Data extract:
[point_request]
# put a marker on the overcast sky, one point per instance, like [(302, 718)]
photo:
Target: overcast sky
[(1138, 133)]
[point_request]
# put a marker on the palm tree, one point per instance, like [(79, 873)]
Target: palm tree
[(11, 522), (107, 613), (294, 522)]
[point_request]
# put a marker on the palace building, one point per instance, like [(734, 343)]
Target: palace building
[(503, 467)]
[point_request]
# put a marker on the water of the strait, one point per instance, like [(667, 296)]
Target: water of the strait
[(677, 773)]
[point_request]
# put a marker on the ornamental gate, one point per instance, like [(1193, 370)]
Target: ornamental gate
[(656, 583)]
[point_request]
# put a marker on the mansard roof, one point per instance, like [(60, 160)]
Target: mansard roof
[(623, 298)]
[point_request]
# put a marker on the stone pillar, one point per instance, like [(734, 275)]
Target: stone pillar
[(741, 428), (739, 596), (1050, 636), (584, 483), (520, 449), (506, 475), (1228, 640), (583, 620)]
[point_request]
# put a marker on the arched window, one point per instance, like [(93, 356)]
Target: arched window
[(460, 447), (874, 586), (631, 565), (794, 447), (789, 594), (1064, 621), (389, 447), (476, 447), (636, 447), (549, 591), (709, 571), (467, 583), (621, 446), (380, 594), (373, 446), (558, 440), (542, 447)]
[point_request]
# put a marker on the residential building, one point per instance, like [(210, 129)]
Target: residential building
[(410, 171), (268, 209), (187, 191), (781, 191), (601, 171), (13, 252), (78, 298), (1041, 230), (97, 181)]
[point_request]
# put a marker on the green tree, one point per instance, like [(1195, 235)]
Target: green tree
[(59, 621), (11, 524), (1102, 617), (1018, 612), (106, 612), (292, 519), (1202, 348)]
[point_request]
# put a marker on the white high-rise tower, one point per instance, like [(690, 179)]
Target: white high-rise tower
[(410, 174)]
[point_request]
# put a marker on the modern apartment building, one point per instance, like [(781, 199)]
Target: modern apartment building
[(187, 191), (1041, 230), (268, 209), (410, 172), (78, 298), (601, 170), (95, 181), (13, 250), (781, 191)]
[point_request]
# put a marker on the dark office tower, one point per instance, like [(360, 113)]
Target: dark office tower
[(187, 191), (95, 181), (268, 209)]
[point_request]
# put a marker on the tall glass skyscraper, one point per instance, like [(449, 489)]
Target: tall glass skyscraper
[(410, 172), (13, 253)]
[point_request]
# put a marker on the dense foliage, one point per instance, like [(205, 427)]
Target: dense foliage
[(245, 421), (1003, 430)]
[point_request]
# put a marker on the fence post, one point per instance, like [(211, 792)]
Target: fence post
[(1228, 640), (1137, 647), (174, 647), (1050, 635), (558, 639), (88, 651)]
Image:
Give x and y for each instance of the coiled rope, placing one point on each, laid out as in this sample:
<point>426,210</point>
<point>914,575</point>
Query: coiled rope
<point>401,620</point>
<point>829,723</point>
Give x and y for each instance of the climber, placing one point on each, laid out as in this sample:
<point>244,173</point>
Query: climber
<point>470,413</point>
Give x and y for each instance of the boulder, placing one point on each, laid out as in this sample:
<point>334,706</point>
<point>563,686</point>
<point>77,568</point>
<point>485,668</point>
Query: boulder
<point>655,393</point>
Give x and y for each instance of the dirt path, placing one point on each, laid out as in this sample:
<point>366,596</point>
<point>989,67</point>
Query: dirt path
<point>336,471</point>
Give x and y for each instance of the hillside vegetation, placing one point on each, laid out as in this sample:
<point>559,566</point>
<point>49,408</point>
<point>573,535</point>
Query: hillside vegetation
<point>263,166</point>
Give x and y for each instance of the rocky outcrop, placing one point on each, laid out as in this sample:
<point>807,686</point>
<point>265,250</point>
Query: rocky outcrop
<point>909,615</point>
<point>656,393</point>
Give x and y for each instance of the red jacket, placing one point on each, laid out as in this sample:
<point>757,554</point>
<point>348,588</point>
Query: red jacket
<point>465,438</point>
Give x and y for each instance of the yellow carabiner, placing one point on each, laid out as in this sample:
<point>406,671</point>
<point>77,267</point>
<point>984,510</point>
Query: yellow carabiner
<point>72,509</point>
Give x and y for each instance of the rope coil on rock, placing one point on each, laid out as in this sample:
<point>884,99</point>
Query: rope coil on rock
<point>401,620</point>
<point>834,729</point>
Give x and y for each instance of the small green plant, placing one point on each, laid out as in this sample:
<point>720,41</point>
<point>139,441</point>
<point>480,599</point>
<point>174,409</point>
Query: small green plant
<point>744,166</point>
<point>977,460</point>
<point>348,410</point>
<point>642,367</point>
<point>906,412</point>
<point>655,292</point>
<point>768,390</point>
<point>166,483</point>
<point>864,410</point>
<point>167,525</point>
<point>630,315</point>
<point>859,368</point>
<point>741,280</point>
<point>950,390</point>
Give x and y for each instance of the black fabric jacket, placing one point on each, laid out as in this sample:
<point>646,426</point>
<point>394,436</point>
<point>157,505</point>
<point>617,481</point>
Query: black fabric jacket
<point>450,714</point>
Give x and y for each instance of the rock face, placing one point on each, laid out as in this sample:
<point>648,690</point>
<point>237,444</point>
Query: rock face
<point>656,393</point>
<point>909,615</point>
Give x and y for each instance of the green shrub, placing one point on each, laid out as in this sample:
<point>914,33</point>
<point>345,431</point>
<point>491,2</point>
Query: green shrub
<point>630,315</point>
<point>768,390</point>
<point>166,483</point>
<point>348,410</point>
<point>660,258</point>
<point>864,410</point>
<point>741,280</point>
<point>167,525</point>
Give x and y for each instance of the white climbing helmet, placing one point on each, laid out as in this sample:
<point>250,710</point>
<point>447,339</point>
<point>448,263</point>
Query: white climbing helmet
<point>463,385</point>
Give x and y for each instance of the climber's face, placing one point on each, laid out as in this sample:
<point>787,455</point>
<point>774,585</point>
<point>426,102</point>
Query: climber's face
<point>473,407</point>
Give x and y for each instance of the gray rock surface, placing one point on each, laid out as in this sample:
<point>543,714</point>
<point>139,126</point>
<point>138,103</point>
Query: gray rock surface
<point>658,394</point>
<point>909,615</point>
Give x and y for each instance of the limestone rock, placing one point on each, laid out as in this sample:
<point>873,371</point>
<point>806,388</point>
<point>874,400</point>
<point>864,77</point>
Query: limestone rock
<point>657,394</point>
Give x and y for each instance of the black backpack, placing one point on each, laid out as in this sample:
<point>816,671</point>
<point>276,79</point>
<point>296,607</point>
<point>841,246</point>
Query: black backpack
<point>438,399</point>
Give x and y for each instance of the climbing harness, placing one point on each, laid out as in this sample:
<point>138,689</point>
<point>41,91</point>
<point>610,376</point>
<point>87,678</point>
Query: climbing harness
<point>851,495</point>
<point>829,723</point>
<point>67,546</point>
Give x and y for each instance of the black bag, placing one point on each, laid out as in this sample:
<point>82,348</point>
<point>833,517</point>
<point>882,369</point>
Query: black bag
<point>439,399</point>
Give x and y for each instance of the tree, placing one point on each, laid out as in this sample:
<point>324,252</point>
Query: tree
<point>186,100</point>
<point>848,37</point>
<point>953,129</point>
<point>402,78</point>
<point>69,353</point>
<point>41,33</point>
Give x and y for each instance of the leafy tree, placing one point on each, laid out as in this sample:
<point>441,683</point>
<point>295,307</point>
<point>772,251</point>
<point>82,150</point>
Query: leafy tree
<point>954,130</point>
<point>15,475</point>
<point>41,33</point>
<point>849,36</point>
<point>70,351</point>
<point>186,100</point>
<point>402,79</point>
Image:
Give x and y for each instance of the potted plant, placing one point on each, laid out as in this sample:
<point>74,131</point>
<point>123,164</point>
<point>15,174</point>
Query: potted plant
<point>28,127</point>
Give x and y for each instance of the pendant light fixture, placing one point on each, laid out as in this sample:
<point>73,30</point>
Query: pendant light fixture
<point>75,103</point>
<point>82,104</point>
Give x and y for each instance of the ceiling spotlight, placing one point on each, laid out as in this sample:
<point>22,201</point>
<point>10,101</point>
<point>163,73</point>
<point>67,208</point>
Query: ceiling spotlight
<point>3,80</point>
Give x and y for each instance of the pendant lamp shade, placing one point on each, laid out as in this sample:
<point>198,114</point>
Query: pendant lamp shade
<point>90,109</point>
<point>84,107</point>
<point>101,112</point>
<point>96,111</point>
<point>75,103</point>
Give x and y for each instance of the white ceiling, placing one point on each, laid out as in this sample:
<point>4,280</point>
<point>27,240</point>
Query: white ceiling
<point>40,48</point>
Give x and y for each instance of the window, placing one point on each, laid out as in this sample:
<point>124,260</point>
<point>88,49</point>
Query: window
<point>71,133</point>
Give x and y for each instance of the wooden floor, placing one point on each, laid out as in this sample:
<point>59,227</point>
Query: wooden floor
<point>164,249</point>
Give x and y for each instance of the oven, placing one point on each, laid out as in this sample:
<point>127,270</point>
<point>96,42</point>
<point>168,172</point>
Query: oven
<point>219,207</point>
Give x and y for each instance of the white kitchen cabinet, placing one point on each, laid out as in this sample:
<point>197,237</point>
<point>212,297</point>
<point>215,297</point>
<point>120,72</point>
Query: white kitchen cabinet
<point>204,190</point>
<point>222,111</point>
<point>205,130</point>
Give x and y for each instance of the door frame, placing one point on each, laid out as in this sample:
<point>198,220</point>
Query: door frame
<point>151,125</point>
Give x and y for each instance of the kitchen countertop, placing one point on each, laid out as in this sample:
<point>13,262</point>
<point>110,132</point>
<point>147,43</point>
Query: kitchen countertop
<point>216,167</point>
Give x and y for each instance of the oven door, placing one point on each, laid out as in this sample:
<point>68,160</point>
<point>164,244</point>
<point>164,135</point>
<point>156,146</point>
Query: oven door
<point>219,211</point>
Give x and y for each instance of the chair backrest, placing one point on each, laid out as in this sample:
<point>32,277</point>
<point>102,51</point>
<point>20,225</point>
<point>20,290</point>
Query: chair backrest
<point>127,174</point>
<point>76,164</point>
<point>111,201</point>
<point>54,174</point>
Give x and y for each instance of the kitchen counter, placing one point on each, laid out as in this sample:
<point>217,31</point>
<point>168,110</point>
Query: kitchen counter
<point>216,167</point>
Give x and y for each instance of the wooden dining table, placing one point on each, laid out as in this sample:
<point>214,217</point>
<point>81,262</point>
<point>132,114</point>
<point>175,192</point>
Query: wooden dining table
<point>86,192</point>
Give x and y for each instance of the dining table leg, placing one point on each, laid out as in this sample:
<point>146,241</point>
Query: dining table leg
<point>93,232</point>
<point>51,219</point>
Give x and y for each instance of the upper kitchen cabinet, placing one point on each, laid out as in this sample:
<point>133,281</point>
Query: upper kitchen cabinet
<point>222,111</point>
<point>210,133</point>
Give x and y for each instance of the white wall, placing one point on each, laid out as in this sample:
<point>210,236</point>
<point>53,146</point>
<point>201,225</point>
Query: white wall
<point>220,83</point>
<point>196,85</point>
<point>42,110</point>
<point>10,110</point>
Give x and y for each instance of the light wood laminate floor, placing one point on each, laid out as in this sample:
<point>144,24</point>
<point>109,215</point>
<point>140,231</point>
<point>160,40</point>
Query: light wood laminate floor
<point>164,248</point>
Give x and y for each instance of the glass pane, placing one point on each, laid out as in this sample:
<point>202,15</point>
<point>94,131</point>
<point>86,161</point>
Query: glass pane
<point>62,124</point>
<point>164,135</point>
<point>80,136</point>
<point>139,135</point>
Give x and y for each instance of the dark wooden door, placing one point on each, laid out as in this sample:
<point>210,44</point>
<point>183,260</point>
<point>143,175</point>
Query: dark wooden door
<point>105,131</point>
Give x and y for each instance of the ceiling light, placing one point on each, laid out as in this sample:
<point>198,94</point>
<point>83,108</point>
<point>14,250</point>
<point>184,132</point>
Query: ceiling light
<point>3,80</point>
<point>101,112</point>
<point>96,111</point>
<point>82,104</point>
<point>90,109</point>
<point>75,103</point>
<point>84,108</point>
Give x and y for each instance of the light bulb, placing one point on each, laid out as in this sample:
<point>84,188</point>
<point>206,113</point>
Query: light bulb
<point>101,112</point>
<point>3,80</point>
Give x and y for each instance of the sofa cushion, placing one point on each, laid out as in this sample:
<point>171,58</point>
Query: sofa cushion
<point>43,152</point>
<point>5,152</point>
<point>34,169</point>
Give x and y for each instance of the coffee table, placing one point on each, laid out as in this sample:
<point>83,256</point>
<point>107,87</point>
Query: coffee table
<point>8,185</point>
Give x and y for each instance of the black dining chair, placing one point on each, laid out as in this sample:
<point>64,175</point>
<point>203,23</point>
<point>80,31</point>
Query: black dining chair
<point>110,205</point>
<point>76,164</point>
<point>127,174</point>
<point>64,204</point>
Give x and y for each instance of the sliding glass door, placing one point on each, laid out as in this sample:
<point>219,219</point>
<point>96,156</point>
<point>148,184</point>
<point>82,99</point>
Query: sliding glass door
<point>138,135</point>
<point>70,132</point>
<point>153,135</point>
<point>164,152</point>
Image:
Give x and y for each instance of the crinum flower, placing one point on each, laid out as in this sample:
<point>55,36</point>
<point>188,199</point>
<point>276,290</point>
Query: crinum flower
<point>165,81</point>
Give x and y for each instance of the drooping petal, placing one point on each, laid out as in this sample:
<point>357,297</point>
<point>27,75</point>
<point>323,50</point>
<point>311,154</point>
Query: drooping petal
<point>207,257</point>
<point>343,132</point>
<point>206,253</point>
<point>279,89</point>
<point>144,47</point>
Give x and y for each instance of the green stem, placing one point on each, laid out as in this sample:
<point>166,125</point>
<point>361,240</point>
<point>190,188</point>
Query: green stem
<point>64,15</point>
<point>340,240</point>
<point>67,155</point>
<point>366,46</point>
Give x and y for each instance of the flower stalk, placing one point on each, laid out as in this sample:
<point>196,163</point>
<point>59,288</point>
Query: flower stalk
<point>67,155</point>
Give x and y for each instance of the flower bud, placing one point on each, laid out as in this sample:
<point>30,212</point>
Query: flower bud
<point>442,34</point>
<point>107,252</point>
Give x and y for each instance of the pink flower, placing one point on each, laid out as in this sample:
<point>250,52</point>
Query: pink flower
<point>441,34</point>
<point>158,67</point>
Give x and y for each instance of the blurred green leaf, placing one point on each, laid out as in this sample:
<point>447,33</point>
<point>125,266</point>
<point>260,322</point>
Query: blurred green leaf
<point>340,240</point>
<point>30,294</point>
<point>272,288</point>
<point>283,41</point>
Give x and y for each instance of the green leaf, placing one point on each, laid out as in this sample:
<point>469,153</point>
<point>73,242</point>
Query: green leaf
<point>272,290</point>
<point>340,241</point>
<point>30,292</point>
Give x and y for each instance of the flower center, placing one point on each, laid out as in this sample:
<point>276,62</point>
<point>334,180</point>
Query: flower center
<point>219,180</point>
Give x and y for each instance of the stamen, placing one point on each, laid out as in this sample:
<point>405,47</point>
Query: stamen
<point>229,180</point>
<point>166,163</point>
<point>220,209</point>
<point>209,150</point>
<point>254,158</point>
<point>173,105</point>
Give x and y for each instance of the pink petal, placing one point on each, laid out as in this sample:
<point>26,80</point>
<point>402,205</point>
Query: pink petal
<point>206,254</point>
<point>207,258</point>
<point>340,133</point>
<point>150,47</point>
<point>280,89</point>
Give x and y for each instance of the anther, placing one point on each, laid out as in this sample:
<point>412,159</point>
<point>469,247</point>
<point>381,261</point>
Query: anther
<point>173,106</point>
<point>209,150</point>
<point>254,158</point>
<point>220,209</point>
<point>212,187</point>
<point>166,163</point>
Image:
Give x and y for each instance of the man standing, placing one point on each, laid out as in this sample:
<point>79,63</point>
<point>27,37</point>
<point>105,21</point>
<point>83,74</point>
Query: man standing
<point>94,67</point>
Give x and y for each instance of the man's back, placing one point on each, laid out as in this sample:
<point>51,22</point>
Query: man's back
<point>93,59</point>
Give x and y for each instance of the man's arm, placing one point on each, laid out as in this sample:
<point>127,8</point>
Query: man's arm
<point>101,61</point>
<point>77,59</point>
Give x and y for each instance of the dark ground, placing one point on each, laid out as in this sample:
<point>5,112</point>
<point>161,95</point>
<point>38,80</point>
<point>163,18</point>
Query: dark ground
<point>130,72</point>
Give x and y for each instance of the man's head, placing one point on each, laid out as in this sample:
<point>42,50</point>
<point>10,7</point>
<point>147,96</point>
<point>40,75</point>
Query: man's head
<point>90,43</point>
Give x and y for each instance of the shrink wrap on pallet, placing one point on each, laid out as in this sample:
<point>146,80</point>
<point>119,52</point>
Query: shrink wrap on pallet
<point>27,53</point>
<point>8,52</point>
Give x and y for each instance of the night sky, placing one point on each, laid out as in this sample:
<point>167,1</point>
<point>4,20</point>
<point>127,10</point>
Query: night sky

Assignment:
Look above for the line containing "Give x and y for each instance of the door". Output from there through the line containing "<point>68,160</point>", exactly and inclusively.

Your solution:
Give x and y for each instance of the door frame, placing one point on each, laid out as in this sample:
<point>198,220</point>
Query: door frame
<point>151,125</point>
Give x and y for each instance of the kitchen countertop, placing one point on each, laid out as in this sample:
<point>13,262</point>
<point>110,132</point>
<point>147,43</point>
Query: kitchen countertop
<point>216,167</point>
Give x and y for each instance of the oven door, placing one point on each, laid out as in this sample:
<point>68,160</point>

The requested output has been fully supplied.